# TUGAS ANDA:
• a. Apa saja tiga risiko investasi yang disebutkan dalam teks tentang Obligasi Ritel negara?
• b. Tolong lanjutkan teks tentang Obligasi Ritel negara setelah kalimat terakhirnya.

# POTONGAN DOKUMEN:
Liputan6.com, Jakarta - Direktur Surat Utang Negara Kementerian Keuangan Deni Ridwan mengatakan, investasi Obligasi Ritel (ORI) negara dapat menghindarkan pemilik dana dari tiga faktor resiko investasi. Ketiga risiko tersebut antara lain risiko gagal bayar, risiko pasar dan likuiditas.
"Pertama risiko gagal bayar, itu karena dijamin pemerintah pembayaran kupon dan bayarannya, bisa dibilang risiko defaultnya zero percent," ujar Deni dalan diskusi daring, Jakarta, Senin (25/1/2021).
Baca Juga
Kemudian kedua, kata Deni, risiko pasar. Risiko pasar ini intinya dibandingkan tingkat kupon yang diterima fixed rate dengan pergerakan imbal hasil di pasar dalam waktu ke depan.

# DATA REKAMAN:
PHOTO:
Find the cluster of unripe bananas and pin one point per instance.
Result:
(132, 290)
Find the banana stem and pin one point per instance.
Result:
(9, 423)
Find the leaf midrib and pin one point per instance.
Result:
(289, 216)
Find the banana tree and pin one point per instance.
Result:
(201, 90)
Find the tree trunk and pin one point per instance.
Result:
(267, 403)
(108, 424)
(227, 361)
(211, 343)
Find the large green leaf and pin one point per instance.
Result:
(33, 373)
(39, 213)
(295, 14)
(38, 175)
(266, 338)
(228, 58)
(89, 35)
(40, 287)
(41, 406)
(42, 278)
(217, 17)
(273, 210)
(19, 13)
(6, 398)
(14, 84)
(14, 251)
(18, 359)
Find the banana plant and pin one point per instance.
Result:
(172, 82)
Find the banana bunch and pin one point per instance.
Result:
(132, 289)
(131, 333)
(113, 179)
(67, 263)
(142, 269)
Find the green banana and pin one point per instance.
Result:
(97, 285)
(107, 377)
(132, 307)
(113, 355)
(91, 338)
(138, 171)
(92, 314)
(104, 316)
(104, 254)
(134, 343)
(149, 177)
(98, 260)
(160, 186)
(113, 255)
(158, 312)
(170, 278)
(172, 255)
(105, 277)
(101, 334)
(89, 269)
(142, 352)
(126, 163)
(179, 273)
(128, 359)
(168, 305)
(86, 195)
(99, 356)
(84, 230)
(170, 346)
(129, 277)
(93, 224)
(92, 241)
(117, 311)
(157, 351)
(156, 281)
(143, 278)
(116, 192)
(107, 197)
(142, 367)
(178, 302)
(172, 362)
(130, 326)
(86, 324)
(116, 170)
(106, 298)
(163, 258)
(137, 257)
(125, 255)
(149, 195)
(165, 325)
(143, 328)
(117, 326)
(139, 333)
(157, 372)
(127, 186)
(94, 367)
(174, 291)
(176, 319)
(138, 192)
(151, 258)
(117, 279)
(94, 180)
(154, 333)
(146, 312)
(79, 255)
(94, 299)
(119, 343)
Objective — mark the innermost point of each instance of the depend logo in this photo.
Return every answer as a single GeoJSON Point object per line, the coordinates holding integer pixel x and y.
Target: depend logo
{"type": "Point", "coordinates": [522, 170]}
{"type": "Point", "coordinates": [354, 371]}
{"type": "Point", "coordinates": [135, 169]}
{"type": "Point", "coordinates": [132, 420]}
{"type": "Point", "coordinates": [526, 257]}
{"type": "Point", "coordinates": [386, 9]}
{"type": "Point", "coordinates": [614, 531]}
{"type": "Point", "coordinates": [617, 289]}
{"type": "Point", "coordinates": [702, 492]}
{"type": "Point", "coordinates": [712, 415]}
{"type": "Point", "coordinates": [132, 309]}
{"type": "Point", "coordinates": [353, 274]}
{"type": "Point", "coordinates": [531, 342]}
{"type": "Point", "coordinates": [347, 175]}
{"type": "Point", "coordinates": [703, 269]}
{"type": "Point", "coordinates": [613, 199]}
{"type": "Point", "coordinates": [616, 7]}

# HASIL LATIHAN:
• a. Risiko gagal bayar, risiko pasar, dan likuiditas.

• b.
Advertisement
"Dengan kupon ORI 5,57 persen ini masih menarik, kita sekarang dalam era suku bunga rendah. Yang bisa jadi acuan adalah subung BI 7 days repo rate 3,75 persen, ini bisa jadi patokan untuk berbagai instrumen investasi apa saja yang ditawarkan dengan ORI019," jelasnya.
Ketiga adalah risiko likuiditas. Salah satu obligasi yang ditawarkan pemerintah saat ini adalah ORI19. ORI19 dipastikan mudah diperjualbelikan setelah selesai masa holding period. Bahkan harganya bisa lebih tinggi jika dijual di secondary market.
"Ketika sudah lewat holding periode bisa dijual anytime. Dan, kalau jual di secondary market, ada potensi harga jual lebih tinggi dibandingkan sekarang, ada capital gain. Itu satu keuntungan," tandas Deni.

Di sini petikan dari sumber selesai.